**Dataset records**

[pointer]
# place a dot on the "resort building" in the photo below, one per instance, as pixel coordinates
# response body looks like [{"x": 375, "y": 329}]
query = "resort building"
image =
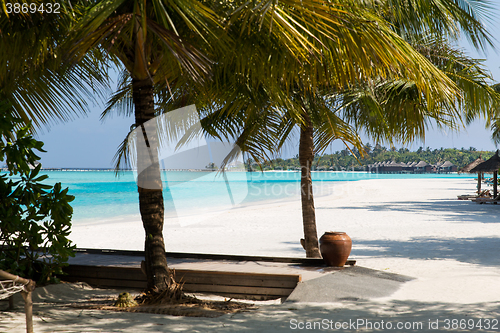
[{"x": 411, "y": 167}]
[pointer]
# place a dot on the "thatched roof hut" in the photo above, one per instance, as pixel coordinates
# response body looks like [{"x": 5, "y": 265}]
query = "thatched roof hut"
[
  {"x": 471, "y": 166},
  {"x": 491, "y": 165}
]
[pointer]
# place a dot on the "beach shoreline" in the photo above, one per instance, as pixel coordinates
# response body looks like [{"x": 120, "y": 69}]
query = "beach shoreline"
[{"x": 410, "y": 227}]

**Goal of the exercise**
Rewrite the lines above, swapping "place a dot on" for "mark a point on" wherever it occurs and leaving everything else unchanged. Omit the pictures from your output.

**Exercise response**
[pointer]
# mark a point on the "resort building" in the photo below, one per instance, as pixel coordinates
# response body looks like [{"x": 375, "y": 329}]
query = "resort building"
image =
[{"x": 411, "y": 167}]
[pointer]
# mark a point on the "thatched roof hut" in the photo above, one per instance, as pixel coordinates
# response body looks like [{"x": 5, "y": 265}]
query = "thatched roof hut"
[
  {"x": 471, "y": 166},
  {"x": 491, "y": 165}
]
[pointer]
# mark a point on the "beach shoreline" in the photo above, one per instance, as pixel coordinates
# response body looks like [{"x": 120, "y": 69}]
query = "beach shoreline"
[{"x": 410, "y": 227}]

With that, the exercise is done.